Exercise goal:
The expected answer is every line from the material below that has the word "debris".

Records for processing:
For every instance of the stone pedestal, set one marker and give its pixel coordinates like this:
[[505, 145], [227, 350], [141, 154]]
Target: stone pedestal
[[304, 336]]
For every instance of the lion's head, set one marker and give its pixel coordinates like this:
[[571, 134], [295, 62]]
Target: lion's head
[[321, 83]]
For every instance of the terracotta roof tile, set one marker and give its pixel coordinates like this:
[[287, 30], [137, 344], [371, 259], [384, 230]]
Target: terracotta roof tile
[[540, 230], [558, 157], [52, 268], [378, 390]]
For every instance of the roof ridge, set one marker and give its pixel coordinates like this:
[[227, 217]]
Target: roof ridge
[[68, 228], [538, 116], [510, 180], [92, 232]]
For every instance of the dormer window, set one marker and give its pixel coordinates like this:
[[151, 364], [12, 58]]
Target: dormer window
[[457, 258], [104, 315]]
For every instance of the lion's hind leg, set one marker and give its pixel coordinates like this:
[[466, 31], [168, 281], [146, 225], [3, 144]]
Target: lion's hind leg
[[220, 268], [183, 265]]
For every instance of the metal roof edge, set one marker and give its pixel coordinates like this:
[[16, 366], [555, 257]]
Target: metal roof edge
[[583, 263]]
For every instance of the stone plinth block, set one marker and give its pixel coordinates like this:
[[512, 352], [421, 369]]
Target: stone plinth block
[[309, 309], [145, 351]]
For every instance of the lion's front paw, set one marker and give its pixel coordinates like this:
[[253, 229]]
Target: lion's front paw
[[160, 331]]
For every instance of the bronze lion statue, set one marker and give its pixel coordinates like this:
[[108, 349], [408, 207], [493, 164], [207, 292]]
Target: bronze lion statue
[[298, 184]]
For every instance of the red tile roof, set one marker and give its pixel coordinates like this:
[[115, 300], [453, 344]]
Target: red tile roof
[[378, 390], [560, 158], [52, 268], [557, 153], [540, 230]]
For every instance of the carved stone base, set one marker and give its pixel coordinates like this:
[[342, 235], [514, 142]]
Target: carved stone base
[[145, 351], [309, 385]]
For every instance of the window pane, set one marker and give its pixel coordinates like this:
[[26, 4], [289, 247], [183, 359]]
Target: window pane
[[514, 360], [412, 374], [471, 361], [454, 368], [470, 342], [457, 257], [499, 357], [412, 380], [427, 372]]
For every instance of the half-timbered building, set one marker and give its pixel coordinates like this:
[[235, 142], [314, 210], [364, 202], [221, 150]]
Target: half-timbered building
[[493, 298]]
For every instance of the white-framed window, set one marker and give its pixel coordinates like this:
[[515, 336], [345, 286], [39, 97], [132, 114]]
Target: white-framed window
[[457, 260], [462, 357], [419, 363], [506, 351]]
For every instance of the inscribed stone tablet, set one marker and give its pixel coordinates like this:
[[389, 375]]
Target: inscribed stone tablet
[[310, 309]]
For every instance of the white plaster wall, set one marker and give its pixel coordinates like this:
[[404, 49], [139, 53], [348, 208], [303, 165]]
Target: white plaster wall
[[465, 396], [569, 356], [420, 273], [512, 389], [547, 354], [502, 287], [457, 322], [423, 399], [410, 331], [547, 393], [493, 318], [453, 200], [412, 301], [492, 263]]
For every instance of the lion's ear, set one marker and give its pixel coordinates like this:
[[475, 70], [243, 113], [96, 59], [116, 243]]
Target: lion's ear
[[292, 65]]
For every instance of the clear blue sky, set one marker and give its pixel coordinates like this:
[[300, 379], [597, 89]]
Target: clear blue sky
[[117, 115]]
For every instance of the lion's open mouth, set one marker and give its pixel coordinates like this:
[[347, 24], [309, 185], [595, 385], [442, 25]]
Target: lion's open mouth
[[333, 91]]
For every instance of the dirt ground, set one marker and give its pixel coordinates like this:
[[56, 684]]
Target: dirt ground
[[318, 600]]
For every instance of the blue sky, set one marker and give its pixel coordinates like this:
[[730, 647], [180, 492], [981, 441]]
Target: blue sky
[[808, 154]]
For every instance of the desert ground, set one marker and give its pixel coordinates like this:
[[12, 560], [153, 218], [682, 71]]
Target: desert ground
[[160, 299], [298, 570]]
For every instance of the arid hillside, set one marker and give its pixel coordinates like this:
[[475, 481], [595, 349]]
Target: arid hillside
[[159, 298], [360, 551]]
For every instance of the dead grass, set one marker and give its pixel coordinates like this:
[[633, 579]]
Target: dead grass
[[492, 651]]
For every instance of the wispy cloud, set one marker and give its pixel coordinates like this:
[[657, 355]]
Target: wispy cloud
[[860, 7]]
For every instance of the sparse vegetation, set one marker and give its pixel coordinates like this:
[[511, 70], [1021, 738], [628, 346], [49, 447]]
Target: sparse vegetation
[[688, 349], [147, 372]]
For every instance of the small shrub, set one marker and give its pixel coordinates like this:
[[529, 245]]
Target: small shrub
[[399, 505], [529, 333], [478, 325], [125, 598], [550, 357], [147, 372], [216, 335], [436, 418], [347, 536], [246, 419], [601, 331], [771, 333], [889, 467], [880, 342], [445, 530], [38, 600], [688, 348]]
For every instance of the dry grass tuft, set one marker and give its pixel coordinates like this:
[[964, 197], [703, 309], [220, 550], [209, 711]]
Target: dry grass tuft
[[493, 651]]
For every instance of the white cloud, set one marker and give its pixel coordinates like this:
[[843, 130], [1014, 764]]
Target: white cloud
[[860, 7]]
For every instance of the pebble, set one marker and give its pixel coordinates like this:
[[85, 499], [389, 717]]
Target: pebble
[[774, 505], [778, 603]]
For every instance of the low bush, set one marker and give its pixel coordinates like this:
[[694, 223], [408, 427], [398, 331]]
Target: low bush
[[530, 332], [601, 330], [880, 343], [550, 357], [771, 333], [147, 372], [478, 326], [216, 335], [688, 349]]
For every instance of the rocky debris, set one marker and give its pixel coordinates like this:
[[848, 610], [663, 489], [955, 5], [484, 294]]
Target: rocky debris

Answer for the task:
For every instance of the rocky debris, set one marker and give its pixel coordinates like this:
Target: rocky debris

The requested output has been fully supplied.